**What you are asked to do**
Find every line in the material below that contains the string "rock", and copy each of those lines in full. Matching is case-sensitive.

Records of labeled shapes:
————————

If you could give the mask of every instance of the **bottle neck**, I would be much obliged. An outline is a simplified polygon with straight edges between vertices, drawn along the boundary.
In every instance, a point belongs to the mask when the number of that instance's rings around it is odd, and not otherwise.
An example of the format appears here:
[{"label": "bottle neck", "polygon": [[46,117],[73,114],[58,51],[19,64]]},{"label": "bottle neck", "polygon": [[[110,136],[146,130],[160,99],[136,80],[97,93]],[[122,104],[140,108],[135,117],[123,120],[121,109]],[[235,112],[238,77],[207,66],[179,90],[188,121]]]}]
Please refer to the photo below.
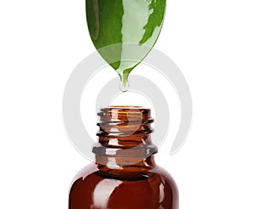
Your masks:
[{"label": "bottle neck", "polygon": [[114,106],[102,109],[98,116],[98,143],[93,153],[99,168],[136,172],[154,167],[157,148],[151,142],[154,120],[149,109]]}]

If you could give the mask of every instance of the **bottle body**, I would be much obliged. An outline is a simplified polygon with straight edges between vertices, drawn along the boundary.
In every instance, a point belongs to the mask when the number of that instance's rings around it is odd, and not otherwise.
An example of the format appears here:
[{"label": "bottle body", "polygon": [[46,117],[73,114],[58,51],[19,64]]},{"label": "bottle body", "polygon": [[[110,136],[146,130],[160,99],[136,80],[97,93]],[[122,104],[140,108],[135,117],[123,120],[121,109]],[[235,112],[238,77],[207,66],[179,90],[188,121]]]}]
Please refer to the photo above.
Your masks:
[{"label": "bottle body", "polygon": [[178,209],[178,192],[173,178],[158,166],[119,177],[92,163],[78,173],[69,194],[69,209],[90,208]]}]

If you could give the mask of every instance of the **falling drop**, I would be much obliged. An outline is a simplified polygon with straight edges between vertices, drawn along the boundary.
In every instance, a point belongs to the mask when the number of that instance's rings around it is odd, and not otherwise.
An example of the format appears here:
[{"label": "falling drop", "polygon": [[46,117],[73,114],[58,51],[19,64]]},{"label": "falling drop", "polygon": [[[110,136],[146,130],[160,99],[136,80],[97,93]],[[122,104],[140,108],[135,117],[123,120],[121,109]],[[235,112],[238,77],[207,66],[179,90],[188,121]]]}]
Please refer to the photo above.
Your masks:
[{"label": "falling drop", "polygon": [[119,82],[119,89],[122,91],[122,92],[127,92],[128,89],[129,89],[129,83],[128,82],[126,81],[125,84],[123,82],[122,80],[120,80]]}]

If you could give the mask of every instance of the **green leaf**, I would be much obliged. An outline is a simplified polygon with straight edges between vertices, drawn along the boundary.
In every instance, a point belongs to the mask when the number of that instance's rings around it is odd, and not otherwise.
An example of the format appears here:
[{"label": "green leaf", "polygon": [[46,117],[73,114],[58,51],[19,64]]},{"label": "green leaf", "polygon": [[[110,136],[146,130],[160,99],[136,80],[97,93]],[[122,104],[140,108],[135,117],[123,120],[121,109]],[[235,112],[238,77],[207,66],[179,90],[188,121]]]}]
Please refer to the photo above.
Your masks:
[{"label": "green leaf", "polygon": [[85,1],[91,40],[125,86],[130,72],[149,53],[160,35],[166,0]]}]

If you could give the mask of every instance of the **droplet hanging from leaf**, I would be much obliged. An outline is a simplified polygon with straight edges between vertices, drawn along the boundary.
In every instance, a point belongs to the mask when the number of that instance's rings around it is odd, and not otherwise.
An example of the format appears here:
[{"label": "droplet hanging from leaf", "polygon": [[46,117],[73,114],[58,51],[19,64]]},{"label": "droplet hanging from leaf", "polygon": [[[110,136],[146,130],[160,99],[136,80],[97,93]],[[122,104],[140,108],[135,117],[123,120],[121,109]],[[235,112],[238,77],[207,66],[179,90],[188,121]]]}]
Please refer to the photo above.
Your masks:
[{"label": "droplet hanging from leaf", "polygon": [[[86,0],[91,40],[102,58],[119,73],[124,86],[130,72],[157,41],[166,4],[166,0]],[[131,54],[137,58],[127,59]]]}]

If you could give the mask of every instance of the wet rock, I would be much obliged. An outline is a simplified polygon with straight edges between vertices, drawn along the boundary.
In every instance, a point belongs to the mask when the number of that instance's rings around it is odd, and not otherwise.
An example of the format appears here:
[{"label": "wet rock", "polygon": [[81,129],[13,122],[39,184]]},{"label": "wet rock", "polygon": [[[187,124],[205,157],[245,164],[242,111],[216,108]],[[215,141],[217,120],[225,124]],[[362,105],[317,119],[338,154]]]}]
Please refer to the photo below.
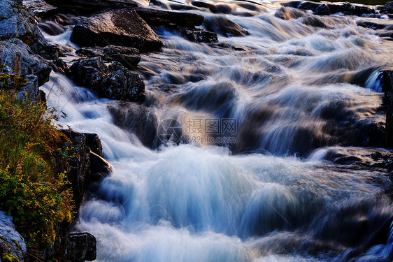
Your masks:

————————

**Task answer**
If you could give the mask of every instance of the wet rock, I would be much obliged. An outline is a simplified polygon with straight edges between vertices, drawn along the boundary.
[{"label": "wet rock", "polygon": [[81,129],[13,122],[39,184]]},{"label": "wet rock", "polygon": [[[187,124],[205,157],[245,164],[242,111],[216,108]],[[215,141],[217,120],[225,124]],[[362,105],[317,119],[338,154]]]}]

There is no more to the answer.